● EXERCISE DIRECTIONS: Give as a numbered list everything from the start of the records down to the line containing "xmin=47 ymin=46 xmax=1261 ymax=327", that line included, leaving out any blank lines.

--- Begin DATA ---

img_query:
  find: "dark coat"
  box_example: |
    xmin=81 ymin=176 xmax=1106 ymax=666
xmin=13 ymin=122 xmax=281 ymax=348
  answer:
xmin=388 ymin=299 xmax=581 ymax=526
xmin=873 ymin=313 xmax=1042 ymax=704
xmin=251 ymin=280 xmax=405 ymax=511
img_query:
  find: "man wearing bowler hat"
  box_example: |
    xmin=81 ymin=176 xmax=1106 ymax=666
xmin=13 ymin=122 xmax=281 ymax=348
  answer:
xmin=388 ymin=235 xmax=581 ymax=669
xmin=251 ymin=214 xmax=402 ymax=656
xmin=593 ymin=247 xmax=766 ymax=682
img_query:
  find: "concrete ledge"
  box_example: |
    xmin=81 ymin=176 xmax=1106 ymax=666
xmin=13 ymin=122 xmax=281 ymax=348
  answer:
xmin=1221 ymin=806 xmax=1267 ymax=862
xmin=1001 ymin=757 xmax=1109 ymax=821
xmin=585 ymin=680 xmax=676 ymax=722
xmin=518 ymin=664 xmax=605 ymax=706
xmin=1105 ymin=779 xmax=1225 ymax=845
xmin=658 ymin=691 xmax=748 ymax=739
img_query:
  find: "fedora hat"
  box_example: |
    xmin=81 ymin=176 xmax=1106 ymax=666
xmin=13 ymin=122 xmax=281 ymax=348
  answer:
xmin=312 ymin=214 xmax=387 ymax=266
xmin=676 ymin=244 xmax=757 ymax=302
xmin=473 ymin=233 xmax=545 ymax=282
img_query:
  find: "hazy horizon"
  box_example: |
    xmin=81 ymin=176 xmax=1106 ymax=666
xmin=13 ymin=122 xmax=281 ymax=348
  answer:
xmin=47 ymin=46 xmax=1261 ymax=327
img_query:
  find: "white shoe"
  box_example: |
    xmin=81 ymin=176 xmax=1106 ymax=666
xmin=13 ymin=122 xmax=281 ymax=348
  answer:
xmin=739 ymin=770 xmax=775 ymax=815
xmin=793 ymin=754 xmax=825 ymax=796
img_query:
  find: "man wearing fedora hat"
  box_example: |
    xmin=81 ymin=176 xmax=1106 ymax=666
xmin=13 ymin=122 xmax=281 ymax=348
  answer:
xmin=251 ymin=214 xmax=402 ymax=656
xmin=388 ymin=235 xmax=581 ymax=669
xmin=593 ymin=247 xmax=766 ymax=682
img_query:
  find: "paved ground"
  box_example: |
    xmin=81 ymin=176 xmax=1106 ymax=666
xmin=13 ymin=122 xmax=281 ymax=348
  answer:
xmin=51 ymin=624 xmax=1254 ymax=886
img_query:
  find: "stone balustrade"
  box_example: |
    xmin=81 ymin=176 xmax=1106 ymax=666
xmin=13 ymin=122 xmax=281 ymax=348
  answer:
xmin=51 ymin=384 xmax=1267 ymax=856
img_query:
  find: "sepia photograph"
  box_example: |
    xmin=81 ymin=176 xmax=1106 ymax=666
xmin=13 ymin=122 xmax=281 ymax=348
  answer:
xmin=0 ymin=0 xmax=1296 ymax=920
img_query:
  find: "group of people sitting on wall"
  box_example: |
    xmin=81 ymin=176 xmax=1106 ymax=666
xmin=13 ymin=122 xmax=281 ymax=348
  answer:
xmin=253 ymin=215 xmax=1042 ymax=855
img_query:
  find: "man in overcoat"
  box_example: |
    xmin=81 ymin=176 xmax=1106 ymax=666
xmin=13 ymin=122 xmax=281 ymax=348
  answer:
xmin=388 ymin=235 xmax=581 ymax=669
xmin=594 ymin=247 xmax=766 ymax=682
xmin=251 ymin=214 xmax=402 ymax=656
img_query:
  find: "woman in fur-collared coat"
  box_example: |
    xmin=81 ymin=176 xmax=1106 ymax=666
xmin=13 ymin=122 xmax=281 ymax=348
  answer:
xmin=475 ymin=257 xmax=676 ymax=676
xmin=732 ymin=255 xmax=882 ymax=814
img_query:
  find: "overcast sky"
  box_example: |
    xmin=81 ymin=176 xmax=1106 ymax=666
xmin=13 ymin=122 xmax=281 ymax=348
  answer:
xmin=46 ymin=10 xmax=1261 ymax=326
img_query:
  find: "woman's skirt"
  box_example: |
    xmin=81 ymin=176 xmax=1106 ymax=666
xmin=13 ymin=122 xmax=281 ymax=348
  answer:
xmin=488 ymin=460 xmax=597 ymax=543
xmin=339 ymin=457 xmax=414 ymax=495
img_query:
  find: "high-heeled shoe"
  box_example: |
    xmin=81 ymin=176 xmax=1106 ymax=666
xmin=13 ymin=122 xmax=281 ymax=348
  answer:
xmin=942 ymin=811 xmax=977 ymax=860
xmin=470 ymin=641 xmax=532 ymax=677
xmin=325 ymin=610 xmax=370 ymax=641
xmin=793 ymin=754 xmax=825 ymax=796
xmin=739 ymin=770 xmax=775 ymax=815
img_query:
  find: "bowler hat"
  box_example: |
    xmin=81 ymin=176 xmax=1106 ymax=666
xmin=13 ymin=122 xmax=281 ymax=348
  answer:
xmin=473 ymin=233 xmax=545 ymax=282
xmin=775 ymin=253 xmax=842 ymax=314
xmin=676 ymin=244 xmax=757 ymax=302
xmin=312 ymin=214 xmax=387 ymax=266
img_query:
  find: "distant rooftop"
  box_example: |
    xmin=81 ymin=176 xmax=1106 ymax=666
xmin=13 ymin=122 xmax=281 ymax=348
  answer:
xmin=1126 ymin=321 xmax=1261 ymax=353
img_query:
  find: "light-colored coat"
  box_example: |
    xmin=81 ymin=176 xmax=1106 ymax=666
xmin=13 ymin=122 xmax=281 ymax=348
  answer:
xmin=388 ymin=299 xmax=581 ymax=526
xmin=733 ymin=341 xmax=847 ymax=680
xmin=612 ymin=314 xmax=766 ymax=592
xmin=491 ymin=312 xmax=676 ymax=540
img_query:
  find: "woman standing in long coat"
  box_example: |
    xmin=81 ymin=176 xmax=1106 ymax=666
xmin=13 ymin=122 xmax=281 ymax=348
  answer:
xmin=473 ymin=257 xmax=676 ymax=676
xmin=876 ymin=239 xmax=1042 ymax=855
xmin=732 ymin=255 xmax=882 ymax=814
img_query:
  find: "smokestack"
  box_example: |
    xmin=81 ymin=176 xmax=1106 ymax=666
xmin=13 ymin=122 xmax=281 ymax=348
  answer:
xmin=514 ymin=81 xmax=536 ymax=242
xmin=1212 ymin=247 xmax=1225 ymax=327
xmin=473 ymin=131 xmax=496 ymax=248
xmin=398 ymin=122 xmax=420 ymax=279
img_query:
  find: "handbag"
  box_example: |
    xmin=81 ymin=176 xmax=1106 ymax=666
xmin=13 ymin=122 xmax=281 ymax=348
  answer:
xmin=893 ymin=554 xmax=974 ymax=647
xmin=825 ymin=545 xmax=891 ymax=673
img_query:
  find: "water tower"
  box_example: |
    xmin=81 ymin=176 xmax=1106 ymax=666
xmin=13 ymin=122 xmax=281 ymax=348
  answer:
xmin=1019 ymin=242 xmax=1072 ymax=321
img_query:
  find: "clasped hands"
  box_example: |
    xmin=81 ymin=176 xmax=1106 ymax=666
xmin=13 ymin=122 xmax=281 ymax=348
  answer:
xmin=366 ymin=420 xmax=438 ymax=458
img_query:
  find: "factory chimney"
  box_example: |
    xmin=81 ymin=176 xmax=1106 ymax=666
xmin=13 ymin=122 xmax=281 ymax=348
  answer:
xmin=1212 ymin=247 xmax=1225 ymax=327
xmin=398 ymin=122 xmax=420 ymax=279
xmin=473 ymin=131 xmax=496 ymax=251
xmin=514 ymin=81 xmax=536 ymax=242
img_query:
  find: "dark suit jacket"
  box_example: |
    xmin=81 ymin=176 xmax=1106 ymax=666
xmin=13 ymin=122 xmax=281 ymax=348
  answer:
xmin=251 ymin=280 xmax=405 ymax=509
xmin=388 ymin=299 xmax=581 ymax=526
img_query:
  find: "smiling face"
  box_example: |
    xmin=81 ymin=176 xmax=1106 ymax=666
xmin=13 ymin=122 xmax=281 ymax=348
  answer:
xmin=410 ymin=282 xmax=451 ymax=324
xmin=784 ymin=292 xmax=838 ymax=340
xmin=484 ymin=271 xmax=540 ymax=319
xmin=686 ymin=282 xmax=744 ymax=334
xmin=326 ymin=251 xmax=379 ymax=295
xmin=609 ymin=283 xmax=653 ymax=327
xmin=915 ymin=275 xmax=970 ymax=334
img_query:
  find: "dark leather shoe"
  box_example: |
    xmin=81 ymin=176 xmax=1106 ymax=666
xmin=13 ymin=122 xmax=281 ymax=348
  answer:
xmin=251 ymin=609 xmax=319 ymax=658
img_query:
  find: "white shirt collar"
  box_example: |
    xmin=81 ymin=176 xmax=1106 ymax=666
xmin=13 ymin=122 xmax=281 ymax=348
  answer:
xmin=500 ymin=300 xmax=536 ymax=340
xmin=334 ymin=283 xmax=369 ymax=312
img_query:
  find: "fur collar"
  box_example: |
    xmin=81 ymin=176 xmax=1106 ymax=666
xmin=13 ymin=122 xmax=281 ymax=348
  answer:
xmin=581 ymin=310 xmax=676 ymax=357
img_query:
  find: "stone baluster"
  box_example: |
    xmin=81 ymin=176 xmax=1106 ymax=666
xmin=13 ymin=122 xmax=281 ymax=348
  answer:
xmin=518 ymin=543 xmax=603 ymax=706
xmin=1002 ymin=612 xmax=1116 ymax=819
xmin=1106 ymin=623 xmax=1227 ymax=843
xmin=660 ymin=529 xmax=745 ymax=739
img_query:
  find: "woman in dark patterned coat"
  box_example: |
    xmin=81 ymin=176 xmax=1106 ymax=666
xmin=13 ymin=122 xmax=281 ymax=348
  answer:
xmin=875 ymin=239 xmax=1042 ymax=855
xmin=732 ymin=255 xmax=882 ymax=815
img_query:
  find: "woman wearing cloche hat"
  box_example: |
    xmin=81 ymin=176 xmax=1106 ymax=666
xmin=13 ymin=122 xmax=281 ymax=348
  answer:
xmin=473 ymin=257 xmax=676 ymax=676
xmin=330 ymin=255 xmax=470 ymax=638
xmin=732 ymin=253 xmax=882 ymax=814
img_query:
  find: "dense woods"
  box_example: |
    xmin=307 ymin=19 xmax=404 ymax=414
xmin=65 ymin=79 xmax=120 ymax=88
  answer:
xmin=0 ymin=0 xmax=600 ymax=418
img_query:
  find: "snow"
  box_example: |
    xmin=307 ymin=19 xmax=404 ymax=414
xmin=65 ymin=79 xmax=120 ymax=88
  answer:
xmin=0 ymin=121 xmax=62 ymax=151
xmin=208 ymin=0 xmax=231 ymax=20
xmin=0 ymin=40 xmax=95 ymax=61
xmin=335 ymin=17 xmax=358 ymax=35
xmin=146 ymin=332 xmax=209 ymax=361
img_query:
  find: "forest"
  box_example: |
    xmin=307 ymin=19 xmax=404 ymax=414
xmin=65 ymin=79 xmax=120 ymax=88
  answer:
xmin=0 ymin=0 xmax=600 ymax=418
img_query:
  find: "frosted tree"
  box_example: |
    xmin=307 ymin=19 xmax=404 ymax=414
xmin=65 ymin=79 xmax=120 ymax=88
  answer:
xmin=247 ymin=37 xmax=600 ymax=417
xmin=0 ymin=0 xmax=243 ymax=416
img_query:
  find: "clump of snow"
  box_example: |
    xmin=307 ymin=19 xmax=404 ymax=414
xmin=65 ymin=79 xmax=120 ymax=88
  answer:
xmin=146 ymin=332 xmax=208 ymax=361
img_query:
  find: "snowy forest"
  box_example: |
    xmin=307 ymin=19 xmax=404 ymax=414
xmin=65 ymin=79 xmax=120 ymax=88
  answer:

--- End DATA ---

● WRITTEN SOLUTION:
1. img_query:
2.   find: "dark coat"
3.   box_example: |
4.     xmin=81 ymin=176 xmax=1106 ymax=666
5. xmin=13 ymin=122 xmax=281 ymax=348
6.   answer:
7. xmin=388 ymin=299 xmax=581 ymax=526
8. xmin=873 ymin=313 xmax=1042 ymax=704
9. xmin=251 ymin=280 xmax=405 ymax=511
10. img_query:
11.   find: "man wearing bowler hat"
12.   box_example: |
13.     xmin=81 ymin=176 xmax=1106 ymax=666
14. xmin=13 ymin=122 xmax=281 ymax=348
15.   answer:
16. xmin=388 ymin=235 xmax=581 ymax=669
17. xmin=251 ymin=214 xmax=402 ymax=656
18. xmin=593 ymin=247 xmax=766 ymax=682
19. img_query:
20.   find: "concrete ledge"
21.   box_example: |
22.     xmin=81 ymin=176 xmax=1106 ymax=666
23. xmin=13 ymin=122 xmax=281 ymax=348
24.   answer:
25. xmin=1221 ymin=806 xmax=1267 ymax=862
26. xmin=1001 ymin=757 xmax=1109 ymax=821
27. xmin=585 ymin=680 xmax=676 ymax=722
28. xmin=518 ymin=664 xmax=605 ymax=706
29. xmin=1105 ymin=779 xmax=1225 ymax=845
30. xmin=658 ymin=691 xmax=748 ymax=739
31. img_query:
32.   find: "fedora hat"
33.   box_example: |
34.     xmin=81 ymin=176 xmax=1106 ymax=666
35. xmin=13 ymin=122 xmax=281 ymax=348
36.   answer:
37. xmin=312 ymin=214 xmax=387 ymax=266
38. xmin=676 ymin=244 xmax=757 ymax=302
39. xmin=473 ymin=233 xmax=545 ymax=282
40. img_query:
41.   find: "hazy horizon"
42.   box_example: |
43.     xmin=81 ymin=176 xmax=1106 ymax=666
44. xmin=13 ymin=122 xmax=281 ymax=348
45.   answer:
46. xmin=47 ymin=46 xmax=1261 ymax=327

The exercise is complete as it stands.